What the exercise asks:
What is needed is an exact copy of every entry.

Dataset extract Start Marker

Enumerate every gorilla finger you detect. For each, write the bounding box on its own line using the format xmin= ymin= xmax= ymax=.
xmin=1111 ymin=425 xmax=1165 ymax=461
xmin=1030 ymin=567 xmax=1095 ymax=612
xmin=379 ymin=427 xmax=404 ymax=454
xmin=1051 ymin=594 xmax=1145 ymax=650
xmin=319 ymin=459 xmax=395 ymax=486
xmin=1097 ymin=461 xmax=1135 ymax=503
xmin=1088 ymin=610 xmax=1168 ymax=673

Dataset extract End Marker

Written reply:
Enumerate every gorilla finger you detect. For each, write the bounding box on its own line using the format xmin= ymin= xmax= ymax=.
xmin=1111 ymin=425 xmax=1165 ymax=461
xmin=1030 ymin=567 xmax=1095 ymax=612
xmin=379 ymin=427 xmax=404 ymax=454
xmin=1051 ymin=594 xmax=1145 ymax=650
xmin=319 ymin=459 xmax=395 ymax=486
xmin=1097 ymin=461 xmax=1135 ymax=503
xmin=1088 ymin=610 xmax=1168 ymax=673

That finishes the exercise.